═════ Text shown ═════

5. Writing Basic Queries

A query is a SQL statement that is used to extract a subset of data from your database and presents it in a readable format. As we have seen previously, the SELECT command is used to run queries in SQL. You can further add clauses to your query to get a filtered, more meaningful result. Since the majority of operations on a database involve queries, it is important to understand them in detail. While this chapter will only deal with queries run on a single table, you can run a SELECT operation on multiple tables in a single statement.

5.1 Selecting a limited number of columns

We have already seen how to extract all the data from a table when we were verifying our results in the previous chapters. But as you might have noted - a query can be used to extract a subset of data too. We first test this by limiting the number of fields to show in the query output by not specifying the * selection criteria, but by naming the fields explicitly.

Listing: selecting a subset of fields from a table
1 SELECT language, year FROM proglang_tbl;
Figure: Output of running the chosen fields SELECT query
language year
Prolog 1972
Perl 1987
APL 1964

You can see that the query we constructed mentioned the fields we wish to see, i.e. language and year. Also note that the result of this query is useful by itself as a report for looking at the chronology of programming language creation. While this is not a rule enforced by SQL or a relation database management system, it makes sense to construct your query in such a way that the meaning is self-evident if the output is meant to be read by a human. This is the reason we left out the field id in the query, since it has no inherent meaning to the reader except if they wish to know the sequential order of the storage of records in the table.

5.2 Ordering the results

You might have noticed that in our previous query output, the languages were printed out in the same order as we had inserted them. But what if we wanted to sort the results by the year the language was created in. The chronological order might make more sense if we wish to view the development of programming languages through the decades. In such cases, we take the help of the ORDER BY clause. To achieve our purpose, we modify our query with this additional clause.

Listing: Usage of the ORDER BY clause
1 SELECT language, year FROM proglang_tbl ORDER BY year;
Figure: Output of the ordered SELECT query
language year
APL 1964
Prolog 1972
Perl 1987

The astute reader will notice that the output of our ORDER BY clause was ascending. To reverse this, we add the argument DESC to our ORDER BY clause as below.

Listing: Usage of the ORDER BY clause with the DESC argument
1 SELECT language, year FROM proglang_tbl ORDER BY year DESC;
Figure: Output of the ordered SELECT query in descending order
language year
Perl 1987
Prolog 1972
APL 1964

5.3 Ordering using field abbreviations

A useful shortcut in SQL involves ordering a query result using an integer abbreviation instead of the complete field name. The abbreviations are formed starting with 1 which is given to the first field specified in the query, 2 to the second field and so on. Rewriting our above query to sort the output by descending year, we get:

1 SELECT language, year FROM proglang_tbl ORDER BY 2 DESC;
Figure: Output of the ordered SELECT query in descending order using field abbreviations
language year
Perl 1987
Prolog 1972
APL 1964

The 2 argument given to the ORDER BY clause signifies ordering by the second field specified in the query, namely year.

5.4 Putting conditions with WHERE

We have already seen how to select a subset of data available in a table by limiting the fields queried. We will now limit the number of records retrieved in a query using conditions. The WHERE clause is used to achieve this and it can be combined with explicit field selection or ordering clauses to provide meaningful output.

═════

## Written problem:
Return the part of the SQL queries text above starting at "You can see" and ending at "in the table.", copied word for word.

═════ Recorded data ═════

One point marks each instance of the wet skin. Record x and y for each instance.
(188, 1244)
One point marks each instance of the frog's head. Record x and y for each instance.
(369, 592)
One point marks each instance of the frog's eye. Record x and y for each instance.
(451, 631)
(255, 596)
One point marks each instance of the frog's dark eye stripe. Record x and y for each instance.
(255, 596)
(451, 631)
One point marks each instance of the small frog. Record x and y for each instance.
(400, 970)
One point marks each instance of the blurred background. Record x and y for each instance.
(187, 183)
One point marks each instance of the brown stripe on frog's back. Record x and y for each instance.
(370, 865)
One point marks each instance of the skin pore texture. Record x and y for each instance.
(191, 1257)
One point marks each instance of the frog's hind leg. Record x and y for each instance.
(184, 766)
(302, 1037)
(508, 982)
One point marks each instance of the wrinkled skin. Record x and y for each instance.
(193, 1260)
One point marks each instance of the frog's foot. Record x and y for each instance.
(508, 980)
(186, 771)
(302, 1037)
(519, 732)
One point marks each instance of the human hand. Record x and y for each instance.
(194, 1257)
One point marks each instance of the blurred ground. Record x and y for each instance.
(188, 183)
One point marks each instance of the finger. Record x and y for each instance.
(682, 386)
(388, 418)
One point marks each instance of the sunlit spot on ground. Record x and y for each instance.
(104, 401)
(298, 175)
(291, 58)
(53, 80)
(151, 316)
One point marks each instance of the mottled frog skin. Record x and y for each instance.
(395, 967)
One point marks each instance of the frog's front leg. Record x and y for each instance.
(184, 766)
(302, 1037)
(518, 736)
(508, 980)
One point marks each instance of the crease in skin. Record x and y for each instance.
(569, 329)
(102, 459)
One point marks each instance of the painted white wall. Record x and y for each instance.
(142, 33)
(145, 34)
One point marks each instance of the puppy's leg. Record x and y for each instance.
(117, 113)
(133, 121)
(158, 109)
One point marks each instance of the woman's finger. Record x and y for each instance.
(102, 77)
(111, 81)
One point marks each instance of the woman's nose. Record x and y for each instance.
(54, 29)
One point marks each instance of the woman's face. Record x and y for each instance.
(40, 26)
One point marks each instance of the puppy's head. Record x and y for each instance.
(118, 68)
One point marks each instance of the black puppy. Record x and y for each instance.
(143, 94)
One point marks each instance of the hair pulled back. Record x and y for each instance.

═════

## Finished exercise:
You can see that the query we constructed mentioned the fields we wish to see, i.e. language and year. Also note that the result of this query is useful by itself as a report for looking at the chronology of programming language creation. While this is not a rule enforced by SQL or a relation database management system, it makes sense to construct your query in such a way that the meaning is self-evident if the output is meant to be read by a human. This is the reason we left out the field id in the query, since it has no inherent meaning to the reader except if they wish to know the sequential order of the storage of records in the table.